● What is expected:
Repeat the material exactly, leaving nothing out.

Saved data entries:
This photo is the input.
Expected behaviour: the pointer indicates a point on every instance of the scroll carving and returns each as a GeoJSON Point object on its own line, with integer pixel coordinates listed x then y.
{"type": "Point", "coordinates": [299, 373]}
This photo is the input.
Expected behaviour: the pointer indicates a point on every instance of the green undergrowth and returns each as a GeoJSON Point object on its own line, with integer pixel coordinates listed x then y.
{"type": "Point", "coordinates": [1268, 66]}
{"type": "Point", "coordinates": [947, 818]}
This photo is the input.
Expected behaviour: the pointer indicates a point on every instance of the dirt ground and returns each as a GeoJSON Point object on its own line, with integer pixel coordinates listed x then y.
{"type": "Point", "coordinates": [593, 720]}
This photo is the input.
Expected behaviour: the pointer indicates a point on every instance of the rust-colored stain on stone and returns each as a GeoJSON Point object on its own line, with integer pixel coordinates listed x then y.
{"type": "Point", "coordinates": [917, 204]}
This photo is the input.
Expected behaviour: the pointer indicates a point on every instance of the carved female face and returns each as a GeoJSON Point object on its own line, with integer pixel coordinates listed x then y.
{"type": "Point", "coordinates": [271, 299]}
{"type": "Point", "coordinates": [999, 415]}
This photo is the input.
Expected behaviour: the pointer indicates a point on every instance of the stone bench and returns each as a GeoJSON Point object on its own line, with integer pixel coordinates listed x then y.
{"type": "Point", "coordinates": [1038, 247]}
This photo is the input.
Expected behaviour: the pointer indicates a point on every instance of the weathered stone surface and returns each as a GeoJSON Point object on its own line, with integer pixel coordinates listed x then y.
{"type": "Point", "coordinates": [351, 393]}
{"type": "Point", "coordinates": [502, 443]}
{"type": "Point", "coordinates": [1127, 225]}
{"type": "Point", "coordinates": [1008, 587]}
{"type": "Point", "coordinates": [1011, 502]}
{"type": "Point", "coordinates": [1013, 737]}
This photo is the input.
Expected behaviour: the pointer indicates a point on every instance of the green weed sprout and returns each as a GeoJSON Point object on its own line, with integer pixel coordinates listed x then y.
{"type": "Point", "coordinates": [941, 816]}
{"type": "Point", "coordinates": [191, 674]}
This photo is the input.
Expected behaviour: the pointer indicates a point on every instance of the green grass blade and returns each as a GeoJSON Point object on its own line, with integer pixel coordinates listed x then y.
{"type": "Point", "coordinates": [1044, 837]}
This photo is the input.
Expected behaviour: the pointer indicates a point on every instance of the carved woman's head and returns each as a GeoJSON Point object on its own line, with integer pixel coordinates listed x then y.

● In response:
This photo is the input.
Expected behaviour: the pointer indicates a point on every instance of the scroll carving and returns each as a GeoJSON Point object on its own line, with integer pixel coordinates listed x then y.
{"type": "Point", "coordinates": [299, 373]}
This photo is the input.
Expected behaviour: the pointer indicates a point on every instance of the green undergrowth and returns each as a GeoJSON Point object on its own line, with integer pixel coordinates listed x then y.
{"type": "Point", "coordinates": [1268, 66]}
{"type": "Point", "coordinates": [947, 818]}
This photo is the input.
Expected behaviour: the pointer indicates a point on every instance of the dirt ground and returns each as a GeoJSON Point object on its own line, with integer pixel coordinates listed x then y.
{"type": "Point", "coordinates": [593, 720]}
This photo is the input.
Expected behaviour: the pointer indicates a point on every instance of the rust-colored stain on stone and returns each as a GeoJSON Point object on its own line, with integer pixel coordinates listed x then y.
{"type": "Point", "coordinates": [917, 204]}
This photo is the input.
Expected behaviour: the pointer indicates a point on every instance of the carved female face and returns each as a GeoJSON Point object on its own line, with integer pixel coordinates listed x then y.
{"type": "Point", "coordinates": [271, 299]}
{"type": "Point", "coordinates": [999, 415]}
This photo is the input.
Expected behaviour: the pointer indicates a point on every instance of the stone bench and returns each as a GeoJSON Point object on its own line, with integer pixel coordinates listed x then y.
{"type": "Point", "coordinates": [1038, 247]}
This photo is the input.
Expected behaviour: the pointer indicates a point on every instance of the weathered stone surface and returns each as a GeoJSON Point object on its own line, with integer pixel coordinates listed x then y.
{"type": "Point", "coordinates": [351, 393]}
{"type": "Point", "coordinates": [502, 443]}
{"type": "Point", "coordinates": [1127, 225]}
{"type": "Point", "coordinates": [1008, 587]}
{"type": "Point", "coordinates": [1011, 502]}
{"type": "Point", "coordinates": [1013, 737]}
This photo is the input.
Expected behaviour: the pointer indicates a point on every instance of the green weed sprout and returns each as a GeoJSON Point object on its own line, with integer pixel coordinates listed x then y.
{"type": "Point", "coordinates": [941, 816]}
{"type": "Point", "coordinates": [191, 674]}
This photo is the input.
Expected behaviour: the pointer indicates a point on every instance of the green grass blade and returns each as a GeoJSON Point object on its own line, with integer pixel coordinates listed x then y.
{"type": "Point", "coordinates": [1044, 837]}
This photo is the input.
Expected behaviour: the pointer indicates a point on every instance of the carved woman's head and returns each as a GeoJSON Point object on its own line, with integer pixel coordinates listed x then y.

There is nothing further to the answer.